---------- INFORMATION SHOWN ----------
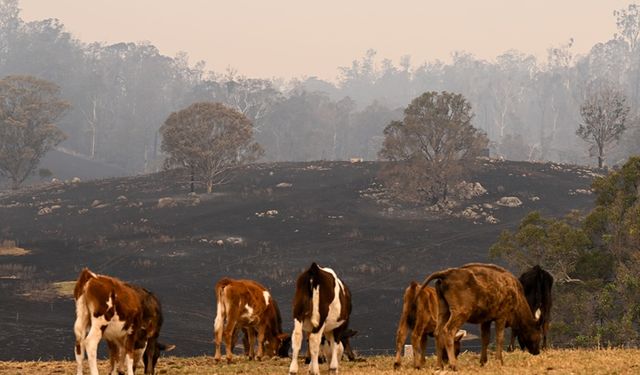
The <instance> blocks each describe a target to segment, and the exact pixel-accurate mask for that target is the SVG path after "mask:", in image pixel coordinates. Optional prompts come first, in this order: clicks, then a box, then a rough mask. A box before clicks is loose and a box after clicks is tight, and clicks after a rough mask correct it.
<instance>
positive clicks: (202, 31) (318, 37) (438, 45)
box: [20, 0, 633, 82]
mask: <svg viewBox="0 0 640 375" xmlns="http://www.w3.org/2000/svg"><path fill="white" fill-rule="evenodd" d="M631 3H633V2H632V1H629V0H606V1H602V0H555V1H553V0H537V1H525V0H449V1H446V2H444V1H431V0H401V1H396V2H394V3H393V4H392V3H391V2H388V1H382V0H369V1H366V0H342V1H340V0H325V1H323V2H312V1H306V0H271V1H264V0H263V1H261V0H219V1H215V2H214V1H210V0H183V1H181V2H177V1H164V0H163V1H160V0H155V1H154V0H109V1H105V0H55V1H51V0H20V8H21V9H22V12H21V17H22V18H23V19H24V20H25V21H34V20H41V19H46V18H58V19H59V20H60V21H61V22H62V23H63V24H64V26H65V29H66V30H67V31H69V32H70V33H71V34H72V35H73V36H74V37H75V38H77V39H79V40H81V41H82V42H85V43H90V42H105V43H118V42H143V41H148V42H149V43H151V44H153V45H154V46H156V47H157V48H158V49H159V50H160V53H162V54H164V55H168V56H172V57H173V56H175V55H176V54H177V53H178V52H180V51H184V52H186V53H187V54H188V55H189V61H190V63H191V64H194V63H195V62H197V61H200V60H203V61H205V62H206V69H207V70H212V71H215V72H217V73H224V72H225V71H226V69H227V68H229V67H230V68H232V69H234V70H236V71H237V72H238V73H239V74H242V75H245V76H248V77H255V78H284V79H291V78H301V77H312V76H317V77H318V78H320V79H324V80H327V81H331V82H336V80H337V77H338V75H339V71H338V67H340V66H350V65H351V62H352V61H353V60H356V59H360V58H361V57H362V56H364V54H365V52H366V51H367V50H368V49H374V50H376V51H377V59H378V61H380V60H382V59H383V58H389V59H391V60H392V61H393V62H394V63H395V64H396V65H398V64H399V61H400V58H401V57H402V56H404V55H410V56H411V62H412V65H413V66H414V67H416V66H419V65H421V64H422V63H424V62H432V61H435V60H441V61H444V62H449V61H451V55H452V54H453V53H454V52H456V51H464V52H468V53H471V54H473V55H474V56H476V57H477V58H479V59H483V60H488V61H494V60H495V58H496V57H497V56H499V55H500V54H502V53H504V52H506V51H508V50H511V49H515V50H518V51H520V52H523V53H526V54H532V55H534V56H536V57H537V58H538V61H545V60H546V54H547V52H546V51H547V49H548V48H550V47H557V46H560V45H562V44H565V43H566V42H567V41H568V40H569V39H570V38H573V39H574V45H573V48H572V51H573V52H574V53H575V54H576V55H579V54H585V53H587V52H589V50H590V49H591V47H592V46H593V45H595V44H596V43H599V42H605V41H607V40H609V39H611V38H612V37H613V35H614V33H615V32H616V22H615V17H614V16H613V11H614V10H618V9H621V8H626V7H627V6H628V4H631Z"/></svg>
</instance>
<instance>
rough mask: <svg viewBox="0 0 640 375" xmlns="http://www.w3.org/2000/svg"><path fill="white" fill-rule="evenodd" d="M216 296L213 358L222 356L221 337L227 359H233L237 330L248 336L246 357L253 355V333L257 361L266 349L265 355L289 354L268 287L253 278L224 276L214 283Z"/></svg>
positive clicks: (251, 357)
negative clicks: (222, 277)
mask: <svg viewBox="0 0 640 375" xmlns="http://www.w3.org/2000/svg"><path fill="white" fill-rule="evenodd" d="M216 299H217V310H216V319H215V322H214V336H215V341H216V353H215V356H214V359H215V360H216V361H220V359H221V358H222V351H221V347H222V340H223V338H224V343H225V348H226V356H227V362H229V363H231V362H232V360H233V353H232V349H233V342H234V341H235V336H236V333H237V331H238V330H239V329H242V330H243V331H244V332H245V333H246V335H247V336H248V341H249V342H248V344H249V345H248V346H249V348H248V349H249V357H250V358H252V359H253V358H254V357H255V353H254V347H255V344H256V336H257V345H258V353H257V358H258V360H260V359H262V357H263V356H264V354H265V351H266V354H268V355H275V354H278V355H282V353H288V351H289V342H290V337H289V335H288V334H286V333H283V332H282V318H281V316H280V310H279V309H278V305H277V304H276V301H275V300H274V299H273V298H272V297H271V294H270V293H269V291H268V290H267V288H265V287H264V286H262V285H261V284H259V283H257V282H255V281H252V280H233V279H229V278H226V277H225V278H222V279H221V280H220V281H218V282H217V283H216ZM285 356H286V354H285Z"/></svg>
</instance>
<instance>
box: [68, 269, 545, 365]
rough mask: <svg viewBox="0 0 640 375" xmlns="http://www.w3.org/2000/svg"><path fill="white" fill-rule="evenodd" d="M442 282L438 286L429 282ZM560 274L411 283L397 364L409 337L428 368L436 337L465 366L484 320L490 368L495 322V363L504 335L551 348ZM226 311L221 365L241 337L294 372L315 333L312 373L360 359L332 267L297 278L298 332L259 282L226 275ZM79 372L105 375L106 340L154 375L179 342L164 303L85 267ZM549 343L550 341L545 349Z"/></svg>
----------
EXERCISE DIRECTIONS:
Transcribe every one of the rows above without any changes, leaving the pictures out.

ANSWER FOR THIS EXERCISE:
The <instance> blocks each describe a target to segment, and the exact pixel-accurate mask for that target is the SVG path after "mask:", in image pixel coordinates. Optional prompts come first, in this order: clicks, then a box, then a rough mask. A box before clicks is loose and a box after clicks is tight, and clicks after a rough mask correct it.
<instance>
positive clicks: (202, 31) (318, 37) (438, 45)
box: [20, 0, 633, 82]
mask: <svg viewBox="0 0 640 375" xmlns="http://www.w3.org/2000/svg"><path fill="white" fill-rule="evenodd" d="M631 3H633V2H632V1H629V0H606V1H602V0H555V1H553V0H537V1H525V0H449V1H446V2H444V1H431V0H401V1H396V2H394V3H393V4H392V3H391V2H388V1H382V0H369V1H366V0H342V1H340V0H325V1H323V2H312V1H306V0H271V1H264V0H263V1H261V0H219V1H215V2H214V1H210V0H183V1H181V2H177V1H164V0H163V1H160V0H155V1H154V0H109V1H105V0H55V1H51V0H20V8H21V9H22V12H21V17H22V18H23V19H24V20H25V21H34V20H41V19H46V18H58V19H59V20H60V21H61V22H62V23H63V24H64V26H65V29H66V30H67V31H69V32H70V33H71V34H72V35H73V36H74V37H75V38H77V39H79V40H81V41H82V42H85V43H90V42H105V43H118V42H143V41H148V42H149V43H151V44H153V45H154V46H156V47H157V48H158V49H159V50H160V53H162V54H164V55H168V56H172V57H173V56H175V55H176V54H177V53H178V52H180V51H184V52H186V53H187V54H188V55H189V61H190V63H191V64H194V63H195V62H197V61H200V60H203V61H205V62H206V69H207V70H212V71H215V72H217V73H224V72H225V71H226V69H227V68H229V67H230V68H232V69H234V70H236V71H237V72H238V73H239V74H242V75H245V76H248V77H255V78H284V79H291V78H301V77H312V76H317V77H318V78H320V79H324V80H327V81H331V82H336V80H337V77H338V75H339V71H338V67H340V66H350V65H351V62H352V61H353V60H356V59H360V58H361V57H362V56H364V54H365V52H366V51H367V50H368V49H374V50H376V51H377V59H378V61H380V60H382V59H383V58H389V59H391V60H392V61H393V62H394V63H395V64H396V65H398V64H399V61H400V58H401V57H402V56H404V55H410V56H411V62H412V65H413V66H414V67H416V66H419V65H421V64H422V63H424V62H432V61H435V60H441V61H444V62H449V61H451V55H452V54H453V53H454V52H456V51H464V52H468V53H471V54H473V55H474V56H476V57H477V58H479V59H483V60H488V61H494V60H495V58H496V57H497V56H499V55H500V54H502V53H504V52H506V51H508V50H511V49H515V50H518V51H520V52H523V53H526V54H532V55H534V56H536V57H537V58H538V61H545V60H546V54H547V52H546V51H547V49H548V48H550V47H557V46H560V45H562V44H565V43H566V42H567V41H568V40H569V39H570V38H573V39H574V45H573V48H572V51H573V52H574V53H575V54H576V55H579V54H585V53H587V52H589V50H590V49H591V47H592V46H593V45H595V44H596V43H599V42H605V41H607V40H609V39H611V38H612V37H613V35H614V33H615V32H616V22H615V17H614V16H613V11H614V10H618V9H621V8H626V7H627V6H628V4H631Z"/></svg>
</instance>
<instance>
rough mask: <svg viewBox="0 0 640 375" xmlns="http://www.w3.org/2000/svg"><path fill="white" fill-rule="evenodd" d="M216 296L213 358L222 356L221 337L227 359H233L237 330L248 336L246 357L253 355V333L257 361L266 349L265 355L289 354L268 287L253 278L224 276L214 283Z"/></svg>
positive clicks: (251, 357)
negative clicks: (222, 277)
mask: <svg viewBox="0 0 640 375" xmlns="http://www.w3.org/2000/svg"><path fill="white" fill-rule="evenodd" d="M216 299H217V310H216V319H215V322H214V336H215V341H216V353H215V356H214V359H215V360H216V361H220V359H221V358H222V351H221V347H222V340H223V338H224V343H225V348H226V356H227V362H229V363H231V362H232V360H233V353H232V349H233V342H234V341H235V336H236V333H237V331H238V330H239V329H242V330H243V331H244V332H245V333H246V335H247V336H248V341H249V342H248V344H249V345H248V346H249V348H248V349H249V357H250V358H252V359H253V358H254V357H255V353H254V347H255V344H256V336H257V345H258V353H257V358H258V360H260V359H262V357H263V356H264V354H265V351H266V354H268V355H275V354H278V355H282V353H288V351H289V342H290V337H289V335H288V334H286V333H283V332H282V318H281V316H280V310H279V309H278V305H277V304H276V301H275V300H274V299H273V298H272V297H271V294H270V293H269V291H268V290H267V288H265V287H264V286H262V285H261V284H259V283H257V282H255V281H252V280H233V279H229V278H226V277H225V278H222V279H221V280H220V281H218V282H217V283H216ZM285 356H286V354H285Z"/></svg>
</instance>
<instance>
box: [68, 269, 545, 365]
rough mask: <svg viewBox="0 0 640 375" xmlns="http://www.w3.org/2000/svg"><path fill="white" fill-rule="evenodd" d="M442 282L438 286L429 282ZM560 274L411 283L397 364L409 337L428 368L436 337L465 366L484 320L490 368L495 322V363L504 335L551 348ZM226 311L221 365L241 337L294 372L315 333L312 373L360 359L332 267L297 278L298 332L259 282L226 275ZM79 372L105 375L106 340L154 375L179 342L164 303L85 267ZM549 343L550 341L545 349Z"/></svg>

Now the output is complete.